▶ [Set problem 1] Update the listing further down by replacing "instance" with "occurrence" and changing nothing else. Leave the pictures out of your answer.

▶ [Text provided]
>> Begin
Kheish is a daemon-first agent runtime. Instead of embedding an agent loop inside a single process, it treats the daemon as the source of truth for execution state, orchestration, approvals, and external integrations. Clients interact with Kheish over HTTP and Server-Sent Events. A CLI, webhook, Slack bot, Telegram bot, or another service can all target the same daemon and the same long-lived session.

Product model

Kheish is built around a small set of persistent runtime objects:
  • Personas are daemon-managed mutable instruction records that future sessions can bind.
  • Sessions are durable units of work backed by an append-only journal and optional checkpoints.
  • Runs are concrete executions triggered by input, approvals, user-question answers, schedules, or mailbox activity.
  • Playbooks are immutable, digest-covered procedure manifests with separate release state.
  • Flows are daemon-owned projections that correlate one Playbook version to normal sessions, runs, approvals, agents, and evidence.
  • Projects are daemon-owned coordination resources that bind durable membership, linked channels, and project tasks over multiple sessions.
  • Project tasks are daemon-owned work items that can own assignment, dependencies, discussion threads, and one latest associated run.
  • Channels are daemon-owned public conversation spaces backed by their own durable message and reaction log.
>> End
▶ [Set problem 2] Reproduce the passage of the Kheish overview from "Product model" up to and including "agents, and evidence." word for word.

▶ [Records to process]
>> Begin
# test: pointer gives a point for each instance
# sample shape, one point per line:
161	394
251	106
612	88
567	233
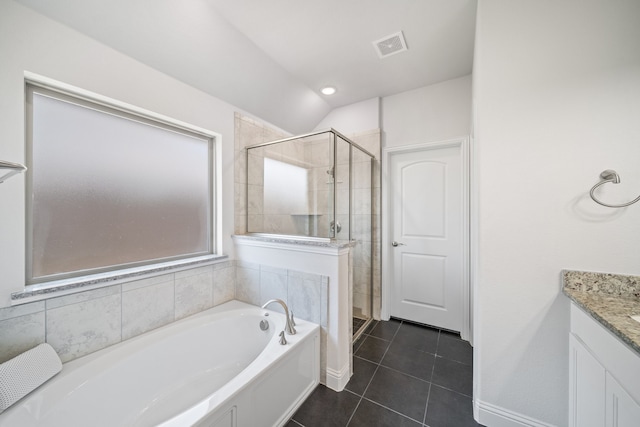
>> End
▶ [Correct response 1]
# test: pointer gives a point for each occurrence
# sample shape, one point per line:
161	394
251	106
612	88
567	233

▶ [Correct response 2]
Product model

Kheish is built around a small set of persistent runtime objects:
  • Personas are daemon-managed mutable instruction records that future sessions can bind.
  • Sessions are durable units of work backed by an append-only journal and optional checkpoints.
  • Runs are concrete executions triggered by input, approvals, user-question answers, schedules, or mailbox activity.
  • Playbooks are immutable, digest-covered procedure manifests with separate release state.
  • Flows are daemon-owned projections that correlate one Playbook version to normal sessions, runs, approvals, agents, and evidence.